◆ TASK GOAL ◆
Gather every line below where "hand" appears.

◆ DATA FOR ANALYSIS ◆

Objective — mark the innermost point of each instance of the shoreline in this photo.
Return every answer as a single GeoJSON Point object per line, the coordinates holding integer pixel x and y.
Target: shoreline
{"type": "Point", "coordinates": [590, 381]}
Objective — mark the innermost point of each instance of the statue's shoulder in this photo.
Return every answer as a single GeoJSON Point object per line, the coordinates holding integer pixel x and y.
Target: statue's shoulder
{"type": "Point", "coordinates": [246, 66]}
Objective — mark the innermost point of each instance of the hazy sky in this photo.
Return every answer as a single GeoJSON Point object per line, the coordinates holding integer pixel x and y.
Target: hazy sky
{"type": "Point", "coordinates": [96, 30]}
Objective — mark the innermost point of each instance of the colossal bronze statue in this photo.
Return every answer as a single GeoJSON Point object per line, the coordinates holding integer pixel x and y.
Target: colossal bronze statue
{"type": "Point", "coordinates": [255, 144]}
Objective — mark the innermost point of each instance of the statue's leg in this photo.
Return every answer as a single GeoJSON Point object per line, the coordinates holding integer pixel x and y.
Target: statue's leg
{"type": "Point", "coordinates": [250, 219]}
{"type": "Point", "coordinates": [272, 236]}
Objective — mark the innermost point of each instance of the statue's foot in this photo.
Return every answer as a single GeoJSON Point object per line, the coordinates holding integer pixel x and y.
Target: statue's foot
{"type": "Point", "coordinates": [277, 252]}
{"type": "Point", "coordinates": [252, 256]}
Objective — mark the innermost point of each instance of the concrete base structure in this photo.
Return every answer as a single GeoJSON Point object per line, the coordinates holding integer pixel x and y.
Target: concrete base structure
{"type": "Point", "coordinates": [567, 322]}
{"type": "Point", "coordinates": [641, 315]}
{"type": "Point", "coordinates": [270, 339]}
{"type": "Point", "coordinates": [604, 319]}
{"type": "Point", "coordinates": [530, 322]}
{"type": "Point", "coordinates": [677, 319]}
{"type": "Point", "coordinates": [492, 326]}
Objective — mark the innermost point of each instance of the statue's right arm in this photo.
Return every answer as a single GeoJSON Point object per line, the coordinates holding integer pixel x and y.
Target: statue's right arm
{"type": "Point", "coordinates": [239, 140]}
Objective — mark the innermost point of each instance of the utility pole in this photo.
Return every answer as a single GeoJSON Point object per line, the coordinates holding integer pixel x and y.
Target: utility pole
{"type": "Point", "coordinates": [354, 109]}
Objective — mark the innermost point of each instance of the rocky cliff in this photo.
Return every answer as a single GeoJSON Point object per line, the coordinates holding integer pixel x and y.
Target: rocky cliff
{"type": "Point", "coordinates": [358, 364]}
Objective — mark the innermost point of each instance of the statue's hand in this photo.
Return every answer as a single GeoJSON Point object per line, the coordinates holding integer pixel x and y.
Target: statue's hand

◆ YOUR SOLUTION ◆
Objective — mark the innermost point of each instance of the statue's hand in this photo.
Target: statue's hand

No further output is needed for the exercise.